▸ AIM: Reproduce word for word the stretch of entries from the line containing "Mark the region of each instance of the <item>woman's" through the end of the entries, with both ends included.

○ ○ ○

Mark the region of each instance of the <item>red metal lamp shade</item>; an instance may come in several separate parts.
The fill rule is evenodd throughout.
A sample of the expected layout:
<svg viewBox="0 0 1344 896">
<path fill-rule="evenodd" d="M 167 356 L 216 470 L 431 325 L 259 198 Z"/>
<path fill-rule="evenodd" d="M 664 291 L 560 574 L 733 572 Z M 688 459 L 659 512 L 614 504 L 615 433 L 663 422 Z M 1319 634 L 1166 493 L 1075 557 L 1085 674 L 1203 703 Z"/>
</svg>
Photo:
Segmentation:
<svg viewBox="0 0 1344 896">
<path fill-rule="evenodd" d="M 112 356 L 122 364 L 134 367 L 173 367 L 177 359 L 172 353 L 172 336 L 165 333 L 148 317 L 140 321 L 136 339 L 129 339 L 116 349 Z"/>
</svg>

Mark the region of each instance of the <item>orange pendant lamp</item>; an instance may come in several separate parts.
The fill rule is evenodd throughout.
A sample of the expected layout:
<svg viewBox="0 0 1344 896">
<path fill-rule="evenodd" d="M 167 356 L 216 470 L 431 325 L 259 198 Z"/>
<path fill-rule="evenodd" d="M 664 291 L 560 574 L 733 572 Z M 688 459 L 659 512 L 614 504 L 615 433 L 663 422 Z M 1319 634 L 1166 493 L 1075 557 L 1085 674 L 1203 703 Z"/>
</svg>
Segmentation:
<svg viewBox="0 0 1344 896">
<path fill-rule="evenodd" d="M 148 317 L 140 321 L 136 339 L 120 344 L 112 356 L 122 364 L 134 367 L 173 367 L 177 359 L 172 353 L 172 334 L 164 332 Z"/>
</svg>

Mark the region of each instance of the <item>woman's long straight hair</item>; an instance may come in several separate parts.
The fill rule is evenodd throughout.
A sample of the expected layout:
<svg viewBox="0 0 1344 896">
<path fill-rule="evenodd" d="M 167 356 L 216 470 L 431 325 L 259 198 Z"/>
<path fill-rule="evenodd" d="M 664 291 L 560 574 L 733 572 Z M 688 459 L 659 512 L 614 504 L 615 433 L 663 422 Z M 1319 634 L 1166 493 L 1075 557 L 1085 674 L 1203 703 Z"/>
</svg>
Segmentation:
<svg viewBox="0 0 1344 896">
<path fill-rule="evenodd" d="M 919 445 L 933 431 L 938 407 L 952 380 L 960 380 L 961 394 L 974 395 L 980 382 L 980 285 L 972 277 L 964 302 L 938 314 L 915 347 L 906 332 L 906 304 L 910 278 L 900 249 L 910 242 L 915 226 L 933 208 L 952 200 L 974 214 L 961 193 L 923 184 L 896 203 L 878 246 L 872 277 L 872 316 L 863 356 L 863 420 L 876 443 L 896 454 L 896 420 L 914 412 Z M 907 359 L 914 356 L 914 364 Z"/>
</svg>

○ ○ ○

▸ RESULT FOR THIS TASK:
Mark the region of each instance of the <item>woman's long straight hair</item>; an instance may come in several separate parts.
The fill rule is evenodd throughout.
A sample of the expected layout:
<svg viewBox="0 0 1344 896">
<path fill-rule="evenodd" d="M 167 356 L 216 470 L 431 325 L 259 198 Z"/>
<path fill-rule="evenodd" d="M 664 291 L 560 574 L 733 572 Z M 688 459 L 659 512 L 614 504 L 615 433 L 663 422 Z M 1319 634 L 1166 493 L 1075 557 L 1085 674 L 1203 703 Z"/>
</svg>
Segmentation:
<svg viewBox="0 0 1344 896">
<path fill-rule="evenodd" d="M 919 445 L 933 431 L 938 407 L 952 380 L 960 380 L 961 394 L 974 395 L 980 382 L 980 285 L 972 277 L 964 302 L 938 314 L 915 347 L 906 332 L 906 304 L 910 278 L 900 249 L 910 242 L 915 226 L 933 208 L 952 200 L 974 214 L 961 193 L 923 184 L 896 203 L 878 246 L 872 277 L 872 316 L 863 356 L 863 420 L 876 443 L 896 454 L 896 420 L 914 412 Z M 907 359 L 914 356 L 914 364 Z"/>
</svg>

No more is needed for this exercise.